ROWS:
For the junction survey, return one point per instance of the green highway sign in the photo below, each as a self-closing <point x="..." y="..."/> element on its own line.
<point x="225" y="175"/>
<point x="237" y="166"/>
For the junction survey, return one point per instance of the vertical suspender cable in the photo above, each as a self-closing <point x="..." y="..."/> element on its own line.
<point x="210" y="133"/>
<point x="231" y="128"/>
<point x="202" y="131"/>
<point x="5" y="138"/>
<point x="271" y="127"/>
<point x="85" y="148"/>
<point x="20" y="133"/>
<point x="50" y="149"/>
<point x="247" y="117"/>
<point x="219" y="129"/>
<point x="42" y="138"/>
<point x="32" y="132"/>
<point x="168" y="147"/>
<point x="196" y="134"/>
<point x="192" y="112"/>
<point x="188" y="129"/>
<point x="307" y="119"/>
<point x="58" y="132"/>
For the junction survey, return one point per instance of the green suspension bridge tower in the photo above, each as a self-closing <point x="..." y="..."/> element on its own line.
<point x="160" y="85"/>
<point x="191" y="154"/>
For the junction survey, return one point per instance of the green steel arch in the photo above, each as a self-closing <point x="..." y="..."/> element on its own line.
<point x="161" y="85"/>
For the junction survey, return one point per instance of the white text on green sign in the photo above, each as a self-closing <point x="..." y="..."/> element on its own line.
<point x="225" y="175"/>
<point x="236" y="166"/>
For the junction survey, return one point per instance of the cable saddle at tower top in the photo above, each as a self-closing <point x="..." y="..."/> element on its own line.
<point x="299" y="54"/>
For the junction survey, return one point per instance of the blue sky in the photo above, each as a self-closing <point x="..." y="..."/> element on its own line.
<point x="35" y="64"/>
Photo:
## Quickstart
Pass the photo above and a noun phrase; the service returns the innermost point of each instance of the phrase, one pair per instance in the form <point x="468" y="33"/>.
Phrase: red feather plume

AIM: Write out again everything from the line containing "of the blue" down to the end of the items, requests included, adding 3 to every coordinate in the answers.

RESULT OF THIS TASK:
For the junction survey, return one point per instance of the blue sky in the photo above, each as a self-closing <point x="..." y="..."/> element on its own line.
<point x="38" y="67"/>
Photo:
## Quickstart
Pass the photo above and a noun phrase; the service returns the innermost point of each instance of the phrase, one pair per instance in the form <point x="468" y="33"/>.
Phrase: red feather plume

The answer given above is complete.